• Excerpt to read:

Boom rolls out supersonic demonstrator plane

Boom Supersonic XB-1

Seventeen years after Concorde operators British Airways and Air France announced the retirement of the type, Boom Technology on Wednesday rolled out XB-1, a scaled down model of what promises to be a faster and more environmentally friendly supersonic passenger aircraft.

Since its startup in 2014, the aviation outsider has been toiling away to bring supersonic passenger flight back into being. The unveiling of the completed XB-1 demonstrator prototype represents a milestone in the pursuit of superfast air travel alongside competitors such as Aerion Supersonic, Spike Aerospace and Virgin Galactic.

Designed for a single rider—the test pilot—the XB-1 will demonstrate key technologies for Overture, Boom’s commercial airliner, such as advanced carbon fiber composite construction, computer-optimized high-efficiency aerodynamics, and an efficient supersonic propulsion system.

The XB-1 roll out is the culmination of years of development effort, including multiple wind tunnel tests, dozens of structural tests, hundreds of simulation iterations, and tens of thousands of work hours.

• Given data:
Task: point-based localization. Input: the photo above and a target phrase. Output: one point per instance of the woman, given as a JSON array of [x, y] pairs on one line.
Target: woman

• Stated exercise 1: According to the XB-1 article, who is the single rider the XB-1 is designed for?
• Stated exercise 2: Duplicate the passage of the XB-1 article from "Seventeen years after" up to and including "supersonic passenger aircraft.".

• Full response 1: The test pilot.

• Full response 2:
Seventeen years after Concorde operators British Airways and Air France announced the retirement of the type, Boom Technology on Wednesday rolled out XB-1, a scaled down model of what promises to be a faster and more environmentally friendly supersonic passenger aircraft.